--- START RECORDS FOR PROCESSING ---
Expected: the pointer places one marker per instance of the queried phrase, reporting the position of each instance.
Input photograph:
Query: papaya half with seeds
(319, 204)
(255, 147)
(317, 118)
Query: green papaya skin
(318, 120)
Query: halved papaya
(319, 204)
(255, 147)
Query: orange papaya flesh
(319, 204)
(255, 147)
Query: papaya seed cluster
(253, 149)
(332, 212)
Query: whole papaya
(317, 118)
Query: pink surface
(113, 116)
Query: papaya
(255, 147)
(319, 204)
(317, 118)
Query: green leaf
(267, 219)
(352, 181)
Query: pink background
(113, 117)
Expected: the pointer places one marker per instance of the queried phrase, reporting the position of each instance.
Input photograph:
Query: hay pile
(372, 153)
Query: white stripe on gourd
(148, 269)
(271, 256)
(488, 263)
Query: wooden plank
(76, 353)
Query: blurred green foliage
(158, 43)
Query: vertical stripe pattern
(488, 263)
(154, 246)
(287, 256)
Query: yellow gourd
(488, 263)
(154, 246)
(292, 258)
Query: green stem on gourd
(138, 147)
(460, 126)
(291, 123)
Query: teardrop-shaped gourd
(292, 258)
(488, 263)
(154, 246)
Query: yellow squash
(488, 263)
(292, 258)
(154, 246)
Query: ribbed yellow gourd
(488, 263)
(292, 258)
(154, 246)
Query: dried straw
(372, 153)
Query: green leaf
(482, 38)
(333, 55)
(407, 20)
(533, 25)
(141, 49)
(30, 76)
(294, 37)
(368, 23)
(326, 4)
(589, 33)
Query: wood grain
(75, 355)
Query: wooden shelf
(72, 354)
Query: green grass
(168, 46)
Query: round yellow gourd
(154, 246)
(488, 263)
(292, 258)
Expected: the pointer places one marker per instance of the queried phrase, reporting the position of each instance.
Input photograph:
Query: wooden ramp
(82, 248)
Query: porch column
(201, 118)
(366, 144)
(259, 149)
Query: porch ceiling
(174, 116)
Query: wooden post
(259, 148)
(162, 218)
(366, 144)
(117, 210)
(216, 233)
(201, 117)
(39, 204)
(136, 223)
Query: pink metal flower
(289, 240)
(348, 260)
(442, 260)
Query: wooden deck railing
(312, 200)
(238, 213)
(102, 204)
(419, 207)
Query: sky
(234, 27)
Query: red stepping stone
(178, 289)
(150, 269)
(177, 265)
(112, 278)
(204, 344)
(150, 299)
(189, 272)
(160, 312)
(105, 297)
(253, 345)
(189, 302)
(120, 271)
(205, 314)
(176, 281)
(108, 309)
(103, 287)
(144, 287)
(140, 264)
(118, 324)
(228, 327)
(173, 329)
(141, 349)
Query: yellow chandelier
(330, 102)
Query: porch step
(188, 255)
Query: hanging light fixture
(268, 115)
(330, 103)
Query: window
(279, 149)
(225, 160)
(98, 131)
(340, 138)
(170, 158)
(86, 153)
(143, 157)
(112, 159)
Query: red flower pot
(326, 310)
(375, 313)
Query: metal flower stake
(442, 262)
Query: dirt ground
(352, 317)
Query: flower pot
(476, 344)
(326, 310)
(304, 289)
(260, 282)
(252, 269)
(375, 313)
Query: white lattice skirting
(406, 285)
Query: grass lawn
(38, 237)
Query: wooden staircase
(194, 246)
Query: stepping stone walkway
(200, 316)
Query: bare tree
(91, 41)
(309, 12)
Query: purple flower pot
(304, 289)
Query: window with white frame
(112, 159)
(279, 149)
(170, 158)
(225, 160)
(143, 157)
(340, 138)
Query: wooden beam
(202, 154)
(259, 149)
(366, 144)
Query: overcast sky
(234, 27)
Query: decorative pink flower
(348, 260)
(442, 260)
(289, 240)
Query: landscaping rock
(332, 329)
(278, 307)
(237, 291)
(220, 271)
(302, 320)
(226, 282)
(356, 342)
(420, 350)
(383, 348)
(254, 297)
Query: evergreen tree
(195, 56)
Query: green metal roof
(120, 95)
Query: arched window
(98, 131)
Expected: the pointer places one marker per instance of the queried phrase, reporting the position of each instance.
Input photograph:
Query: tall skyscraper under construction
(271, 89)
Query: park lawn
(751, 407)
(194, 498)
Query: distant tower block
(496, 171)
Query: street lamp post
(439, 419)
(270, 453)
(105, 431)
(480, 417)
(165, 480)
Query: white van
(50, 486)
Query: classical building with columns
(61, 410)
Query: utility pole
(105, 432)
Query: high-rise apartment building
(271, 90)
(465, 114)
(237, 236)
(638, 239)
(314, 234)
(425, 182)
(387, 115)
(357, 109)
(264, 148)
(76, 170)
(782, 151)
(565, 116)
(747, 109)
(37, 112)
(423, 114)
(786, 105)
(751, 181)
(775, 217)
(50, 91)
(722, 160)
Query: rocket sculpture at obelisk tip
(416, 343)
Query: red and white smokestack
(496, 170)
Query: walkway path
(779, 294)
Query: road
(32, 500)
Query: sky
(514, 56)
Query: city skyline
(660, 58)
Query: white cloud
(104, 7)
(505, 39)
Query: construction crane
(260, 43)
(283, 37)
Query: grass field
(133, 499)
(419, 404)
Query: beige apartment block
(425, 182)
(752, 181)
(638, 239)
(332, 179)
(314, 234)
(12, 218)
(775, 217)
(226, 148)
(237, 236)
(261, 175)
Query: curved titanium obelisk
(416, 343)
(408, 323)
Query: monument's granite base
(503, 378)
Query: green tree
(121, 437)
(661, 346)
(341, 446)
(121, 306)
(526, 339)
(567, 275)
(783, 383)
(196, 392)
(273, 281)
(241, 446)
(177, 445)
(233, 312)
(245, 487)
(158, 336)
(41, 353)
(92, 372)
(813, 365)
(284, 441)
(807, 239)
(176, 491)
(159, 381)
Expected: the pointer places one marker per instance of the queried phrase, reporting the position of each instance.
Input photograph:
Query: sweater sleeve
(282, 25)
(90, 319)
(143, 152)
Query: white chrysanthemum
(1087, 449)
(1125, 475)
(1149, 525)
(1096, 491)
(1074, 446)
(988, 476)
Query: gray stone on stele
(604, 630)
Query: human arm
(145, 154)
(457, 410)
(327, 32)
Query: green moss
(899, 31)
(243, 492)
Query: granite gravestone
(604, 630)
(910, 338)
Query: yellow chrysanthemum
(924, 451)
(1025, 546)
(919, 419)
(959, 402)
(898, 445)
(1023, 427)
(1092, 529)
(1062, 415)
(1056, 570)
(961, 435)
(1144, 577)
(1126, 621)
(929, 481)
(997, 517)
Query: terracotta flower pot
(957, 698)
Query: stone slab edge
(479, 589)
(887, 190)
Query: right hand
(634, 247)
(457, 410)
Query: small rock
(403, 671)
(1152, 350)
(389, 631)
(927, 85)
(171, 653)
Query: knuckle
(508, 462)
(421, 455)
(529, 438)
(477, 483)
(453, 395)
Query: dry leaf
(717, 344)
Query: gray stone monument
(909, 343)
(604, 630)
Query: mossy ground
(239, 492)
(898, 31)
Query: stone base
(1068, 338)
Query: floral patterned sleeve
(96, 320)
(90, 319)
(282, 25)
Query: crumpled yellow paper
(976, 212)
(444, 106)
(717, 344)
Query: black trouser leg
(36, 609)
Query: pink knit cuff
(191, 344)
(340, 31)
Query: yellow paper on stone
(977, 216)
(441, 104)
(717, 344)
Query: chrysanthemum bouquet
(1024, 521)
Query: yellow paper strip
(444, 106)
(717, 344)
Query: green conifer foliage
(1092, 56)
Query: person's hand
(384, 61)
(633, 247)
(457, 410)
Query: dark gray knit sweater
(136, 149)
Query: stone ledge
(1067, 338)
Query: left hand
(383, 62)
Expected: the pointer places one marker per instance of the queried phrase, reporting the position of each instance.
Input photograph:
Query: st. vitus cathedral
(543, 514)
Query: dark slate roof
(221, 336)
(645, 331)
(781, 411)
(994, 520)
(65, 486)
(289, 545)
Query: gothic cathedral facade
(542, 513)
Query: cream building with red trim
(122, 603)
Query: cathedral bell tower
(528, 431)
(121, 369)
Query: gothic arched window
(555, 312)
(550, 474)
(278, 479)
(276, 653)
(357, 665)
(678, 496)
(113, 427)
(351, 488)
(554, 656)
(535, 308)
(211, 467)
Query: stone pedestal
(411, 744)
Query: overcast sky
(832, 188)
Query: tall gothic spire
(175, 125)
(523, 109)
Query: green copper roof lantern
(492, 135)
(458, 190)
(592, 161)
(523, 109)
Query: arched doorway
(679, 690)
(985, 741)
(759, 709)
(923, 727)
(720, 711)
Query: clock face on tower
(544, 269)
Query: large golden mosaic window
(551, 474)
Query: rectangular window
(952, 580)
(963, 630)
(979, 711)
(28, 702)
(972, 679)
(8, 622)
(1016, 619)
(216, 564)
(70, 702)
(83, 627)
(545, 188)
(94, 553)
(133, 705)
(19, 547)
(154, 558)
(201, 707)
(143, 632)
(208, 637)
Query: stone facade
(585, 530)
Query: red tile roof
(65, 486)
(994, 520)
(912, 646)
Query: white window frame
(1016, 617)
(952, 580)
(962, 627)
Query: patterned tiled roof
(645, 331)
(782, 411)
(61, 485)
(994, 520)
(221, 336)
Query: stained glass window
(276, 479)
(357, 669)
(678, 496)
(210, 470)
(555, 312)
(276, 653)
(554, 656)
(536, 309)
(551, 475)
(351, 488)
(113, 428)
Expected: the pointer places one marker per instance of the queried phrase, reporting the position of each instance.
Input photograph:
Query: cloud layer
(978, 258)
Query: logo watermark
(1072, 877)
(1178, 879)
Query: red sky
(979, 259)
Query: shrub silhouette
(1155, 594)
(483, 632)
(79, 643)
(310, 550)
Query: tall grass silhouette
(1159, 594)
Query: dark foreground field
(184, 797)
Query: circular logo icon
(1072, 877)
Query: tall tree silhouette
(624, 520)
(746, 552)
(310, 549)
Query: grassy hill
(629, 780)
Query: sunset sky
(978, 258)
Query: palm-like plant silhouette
--- END RECORDS FOR PROCESSING ---
Write out verbatim the rows starting with the line that contains "Query: sunset sky" and continuing through the final line of the rows, including both ends.

Query: sunset sky
(978, 258)
Query: palm-like plant silhouette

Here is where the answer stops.